═════ Recorded data ═════

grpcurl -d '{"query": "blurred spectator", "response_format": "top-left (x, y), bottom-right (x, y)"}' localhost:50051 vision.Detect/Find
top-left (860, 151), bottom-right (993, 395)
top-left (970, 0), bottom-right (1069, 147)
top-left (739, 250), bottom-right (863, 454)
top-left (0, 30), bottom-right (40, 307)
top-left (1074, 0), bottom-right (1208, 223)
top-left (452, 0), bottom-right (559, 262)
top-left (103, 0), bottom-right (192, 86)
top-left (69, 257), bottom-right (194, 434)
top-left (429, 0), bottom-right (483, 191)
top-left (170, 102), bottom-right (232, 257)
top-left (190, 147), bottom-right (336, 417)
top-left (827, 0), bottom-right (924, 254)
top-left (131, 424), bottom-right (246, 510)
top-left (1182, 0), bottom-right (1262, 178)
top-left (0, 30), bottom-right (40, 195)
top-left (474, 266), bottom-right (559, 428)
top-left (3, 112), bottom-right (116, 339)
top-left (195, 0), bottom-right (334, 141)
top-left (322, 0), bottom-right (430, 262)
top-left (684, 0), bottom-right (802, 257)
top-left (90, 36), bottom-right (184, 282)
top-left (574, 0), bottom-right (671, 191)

═════

**What is needed:** Lay out every line of the records above as a numbered list, leaving out any blank lines.

**Solution for this exercise:**
1. grpcurl -d '{"query": "blurred spectator", "response_format": "top-left (x, y), bottom-right (x, y)"}' localhost:50051 vision.Detect/Find
2. top-left (860, 151), bottom-right (993, 395)
3. top-left (970, 0), bottom-right (1069, 147)
4. top-left (739, 250), bottom-right (863, 454)
5. top-left (0, 30), bottom-right (40, 307)
6. top-left (1074, 0), bottom-right (1208, 223)
7. top-left (452, 0), bottom-right (559, 262)
8. top-left (103, 0), bottom-right (192, 86)
9. top-left (69, 257), bottom-right (194, 434)
10. top-left (429, 0), bottom-right (483, 191)
11. top-left (170, 102), bottom-right (232, 257)
12. top-left (190, 147), bottom-right (336, 417)
13. top-left (827, 0), bottom-right (924, 254)
14. top-left (131, 424), bottom-right (246, 510)
15. top-left (1182, 0), bottom-right (1262, 178)
16. top-left (0, 30), bottom-right (40, 195)
17. top-left (474, 266), bottom-right (559, 428)
18. top-left (3, 112), bottom-right (116, 339)
19. top-left (195, 0), bottom-right (334, 141)
20. top-left (322, 0), bottom-right (430, 262)
21. top-left (684, 0), bottom-right (802, 257)
22. top-left (90, 36), bottom-right (184, 282)
23. top-left (574, 0), bottom-right (671, 191)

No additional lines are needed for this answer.